§ **DIRECTIONS FOR THIS TASK**
Format all of the data below as a numbered list, one line per number. Skip blank lines and leave out the pictures.

§ **DATA TO USE**

START

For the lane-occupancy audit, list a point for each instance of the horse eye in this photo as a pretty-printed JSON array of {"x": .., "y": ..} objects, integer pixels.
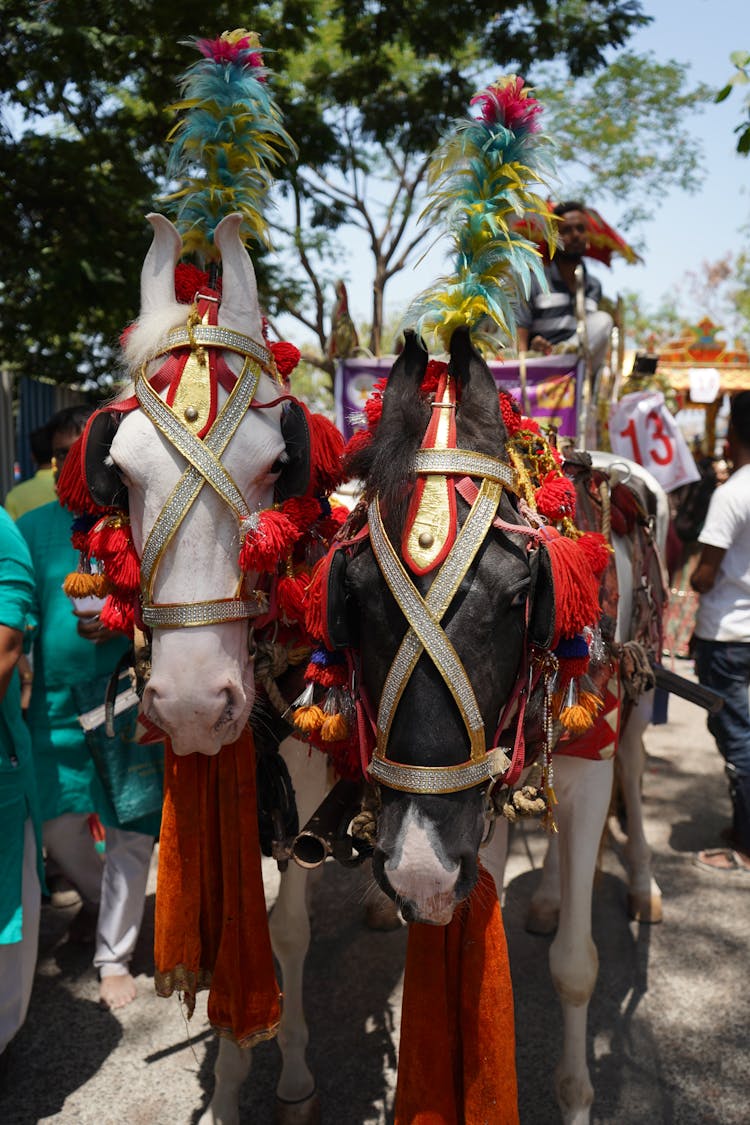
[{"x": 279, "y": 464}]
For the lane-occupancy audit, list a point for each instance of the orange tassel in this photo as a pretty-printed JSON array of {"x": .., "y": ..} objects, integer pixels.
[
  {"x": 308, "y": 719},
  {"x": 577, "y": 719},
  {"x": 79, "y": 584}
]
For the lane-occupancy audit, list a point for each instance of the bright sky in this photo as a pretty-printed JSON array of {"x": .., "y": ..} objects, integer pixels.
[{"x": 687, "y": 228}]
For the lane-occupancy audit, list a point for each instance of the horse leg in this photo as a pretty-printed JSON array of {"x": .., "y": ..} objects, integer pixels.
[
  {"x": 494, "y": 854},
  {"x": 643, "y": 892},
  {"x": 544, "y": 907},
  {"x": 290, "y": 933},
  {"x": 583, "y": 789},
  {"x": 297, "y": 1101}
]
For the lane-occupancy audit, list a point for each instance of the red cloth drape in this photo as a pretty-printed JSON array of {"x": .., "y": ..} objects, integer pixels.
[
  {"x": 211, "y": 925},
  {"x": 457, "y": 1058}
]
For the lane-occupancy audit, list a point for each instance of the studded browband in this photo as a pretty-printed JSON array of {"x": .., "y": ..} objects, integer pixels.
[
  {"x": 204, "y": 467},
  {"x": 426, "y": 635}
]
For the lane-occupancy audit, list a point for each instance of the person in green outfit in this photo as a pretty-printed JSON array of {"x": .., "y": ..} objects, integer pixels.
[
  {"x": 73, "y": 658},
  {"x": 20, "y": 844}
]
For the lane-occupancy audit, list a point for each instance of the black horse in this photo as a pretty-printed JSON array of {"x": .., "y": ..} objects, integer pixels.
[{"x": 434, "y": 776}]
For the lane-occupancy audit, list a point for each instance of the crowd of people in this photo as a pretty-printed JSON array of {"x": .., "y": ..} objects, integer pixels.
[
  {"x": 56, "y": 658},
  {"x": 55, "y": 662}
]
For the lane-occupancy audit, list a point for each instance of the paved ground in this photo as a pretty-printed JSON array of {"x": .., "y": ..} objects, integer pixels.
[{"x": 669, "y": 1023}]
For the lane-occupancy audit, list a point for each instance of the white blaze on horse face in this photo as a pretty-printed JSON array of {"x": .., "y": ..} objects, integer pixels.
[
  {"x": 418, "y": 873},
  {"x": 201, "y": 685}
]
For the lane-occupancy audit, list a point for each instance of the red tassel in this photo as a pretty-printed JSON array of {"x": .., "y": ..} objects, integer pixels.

END

§ **EXERCISE OUTPUT**
1. For the lane-occupancy audit, list a point for each instance of the horse eye in this photo as a pretty-printed JSON array of {"x": .., "y": ..} objects, integer pixels.
2. [{"x": 279, "y": 464}]
3. For the lane-occupancy audit, list a point for each instance of the orange tassel in this photo as a pretty-printed JSON array of {"x": .., "y": ..} objects, integer pixels.
4. [
5.   {"x": 308, "y": 719},
6.   {"x": 577, "y": 719},
7.   {"x": 79, "y": 584}
8. ]
9. For the lane-occupancy audit, list a point for each instance of the bright sky in this photo as a pretty-printed JSON array of {"x": .., "y": ..} objects, integer pixels.
10. [{"x": 687, "y": 228}]
11. For the lane-occupancy audit, list a point for each instance of the horse leg in this photo as a pretty-printed JSON array of {"x": .., "y": ..} objects, integer pixels.
12. [
13.   {"x": 494, "y": 854},
14.   {"x": 643, "y": 892},
15.   {"x": 544, "y": 907},
16.   {"x": 290, "y": 933},
17.   {"x": 583, "y": 789},
18.   {"x": 297, "y": 1101}
19. ]
20. For the lane-occupancy audit, list a point for each instance of the red cloth drape in this photo as a pretty-printed JSON array of {"x": .., "y": ..} objects, integer pixels.
21. [
22.   {"x": 211, "y": 925},
23.   {"x": 457, "y": 1058}
24. ]
25. For the lane-occupancy audit, list a point for each instance of the studded browband in this photo as a pretty-printed JSON array of {"x": .., "y": ..} objects, integer pixels.
26. [
27.   {"x": 204, "y": 467},
28.   {"x": 426, "y": 635}
29. ]
30. For the lane-occupancy audit, list a point for each instance of the person in green outfit in this photo as a pretty-printed JSON array of {"x": .., "y": ..} objects, integer pixels.
31. [
32.   {"x": 73, "y": 658},
33.   {"x": 20, "y": 844}
34. ]
35. For the lane-occupancy audit, list a point for each instance of the black horse in this photo as a pretty-printed JSON array of {"x": .., "y": ..} objects, integer pixels.
36. [{"x": 434, "y": 776}]
37. For the lane-occupancy audit, list a point for each instance of the crowd of people in this photo as a pretty-printed JSON array of {"x": .., "y": ..} objects, integer pixels.
38. [
39.   {"x": 56, "y": 658},
40.   {"x": 55, "y": 662}
41. ]
42. For the lane-occupancy audit, list a point for each instance of the paved ground in this photo as a pretty-printed JSON array of {"x": .., "y": ..} objects, integer pixels.
43. [{"x": 669, "y": 1023}]
44. For the lane-occupancy audit, list a point for each instance of the white blaze on horse face in this photo as a pretty-printed JSON array of {"x": .., "y": ..} objects, integer pixels.
45. [
46.   {"x": 418, "y": 873},
47.   {"x": 201, "y": 685}
48. ]
49. For the lane-occupancy audit, list a point for each instance of the red tassel in this photo as a pretty-printed JSON array of {"x": .., "y": ..} objects, integer pixels.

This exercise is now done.